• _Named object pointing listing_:
====
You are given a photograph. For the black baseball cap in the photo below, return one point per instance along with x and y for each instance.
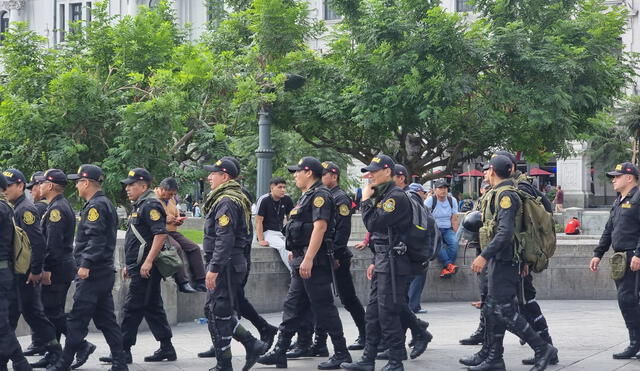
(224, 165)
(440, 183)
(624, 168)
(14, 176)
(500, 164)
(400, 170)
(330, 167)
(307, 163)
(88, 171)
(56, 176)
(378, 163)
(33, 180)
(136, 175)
====
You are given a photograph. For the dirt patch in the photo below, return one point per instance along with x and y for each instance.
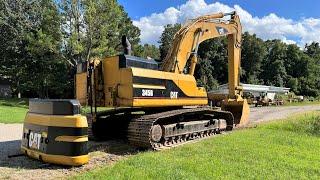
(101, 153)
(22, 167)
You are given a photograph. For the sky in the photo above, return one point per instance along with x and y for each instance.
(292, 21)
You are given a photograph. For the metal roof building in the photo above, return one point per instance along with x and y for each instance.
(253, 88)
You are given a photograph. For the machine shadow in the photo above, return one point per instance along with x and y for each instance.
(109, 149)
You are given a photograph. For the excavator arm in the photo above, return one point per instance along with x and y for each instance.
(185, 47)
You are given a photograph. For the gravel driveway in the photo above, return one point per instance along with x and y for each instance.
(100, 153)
====
• _Set exercise_:
Show each line of the listing that contains the string "below". Case counts.

• _Exercise output_:
You are given a photograph. For the black baseball cap in the photo below, return one point per instance along with x and y for each instance.
You are given a photograph. For the dirt patch in the photo below, return one point per instance along with x and y for each instance.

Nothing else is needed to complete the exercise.